--- How to complete this task ---
Down to the last character, transcribe every record.

[Saved entries]
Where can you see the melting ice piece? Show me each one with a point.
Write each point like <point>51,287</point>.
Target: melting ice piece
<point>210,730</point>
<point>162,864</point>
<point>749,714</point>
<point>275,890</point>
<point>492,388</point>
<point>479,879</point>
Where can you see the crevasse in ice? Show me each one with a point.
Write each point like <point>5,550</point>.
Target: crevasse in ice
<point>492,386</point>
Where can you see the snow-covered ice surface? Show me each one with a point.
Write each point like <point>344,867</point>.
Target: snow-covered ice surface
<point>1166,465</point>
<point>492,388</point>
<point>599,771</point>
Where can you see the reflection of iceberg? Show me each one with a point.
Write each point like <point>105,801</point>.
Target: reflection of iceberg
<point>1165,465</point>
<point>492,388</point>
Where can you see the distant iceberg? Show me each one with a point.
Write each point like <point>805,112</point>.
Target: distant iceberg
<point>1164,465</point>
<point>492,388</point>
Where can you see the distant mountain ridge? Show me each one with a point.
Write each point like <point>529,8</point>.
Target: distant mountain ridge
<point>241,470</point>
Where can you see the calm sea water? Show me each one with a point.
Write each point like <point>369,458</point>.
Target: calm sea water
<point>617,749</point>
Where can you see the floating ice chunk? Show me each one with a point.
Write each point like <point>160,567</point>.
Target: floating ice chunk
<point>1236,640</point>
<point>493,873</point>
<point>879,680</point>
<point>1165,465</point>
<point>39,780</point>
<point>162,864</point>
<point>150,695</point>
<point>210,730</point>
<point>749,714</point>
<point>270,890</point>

--- Written response ---
Where can you see the melting ice piece? Show me each one with a point.
Write each point like <point>51,287</point>.
Target: melting ice piece
<point>210,730</point>
<point>162,864</point>
<point>749,714</point>
<point>275,890</point>
<point>492,388</point>
<point>479,879</point>
Where can you see the crevasse in ice? Show me each one with a point.
Write each point like <point>5,550</point>.
Target: crevasse in ice
<point>492,386</point>
Where can you see the snow-covered ice surface? Show me each one with a point.
Write each point like <point>344,867</point>.
Target: snow-covered ice surface
<point>1166,465</point>
<point>492,388</point>
<point>599,771</point>
Where can you see the reflection of iceberg? Show me each one with a point.
Write each point like <point>105,801</point>.
Target: reflection of iceberg
<point>1165,465</point>
<point>492,388</point>
Where can you see the distant iceberg? Show me each one with a point.
Write each point like <point>805,112</point>.
Target: distant iceberg
<point>1164,465</point>
<point>492,388</point>
Where can you see the distant mountain ridge? Show me each one with a point.
Write each point like <point>529,8</point>.
Target: distant mountain ridge
<point>241,470</point>
Where can you see the calm sea water? Show me each one with a point.
Write each point like <point>369,458</point>.
Target: calm sea water
<point>617,749</point>
Where can you see the floating ice chunk? Show me each one with a point.
Write each point like <point>160,567</point>.
Target: floating ice chunk
<point>1236,640</point>
<point>493,873</point>
<point>879,680</point>
<point>1165,465</point>
<point>39,780</point>
<point>162,864</point>
<point>150,695</point>
<point>210,730</point>
<point>749,714</point>
<point>270,890</point>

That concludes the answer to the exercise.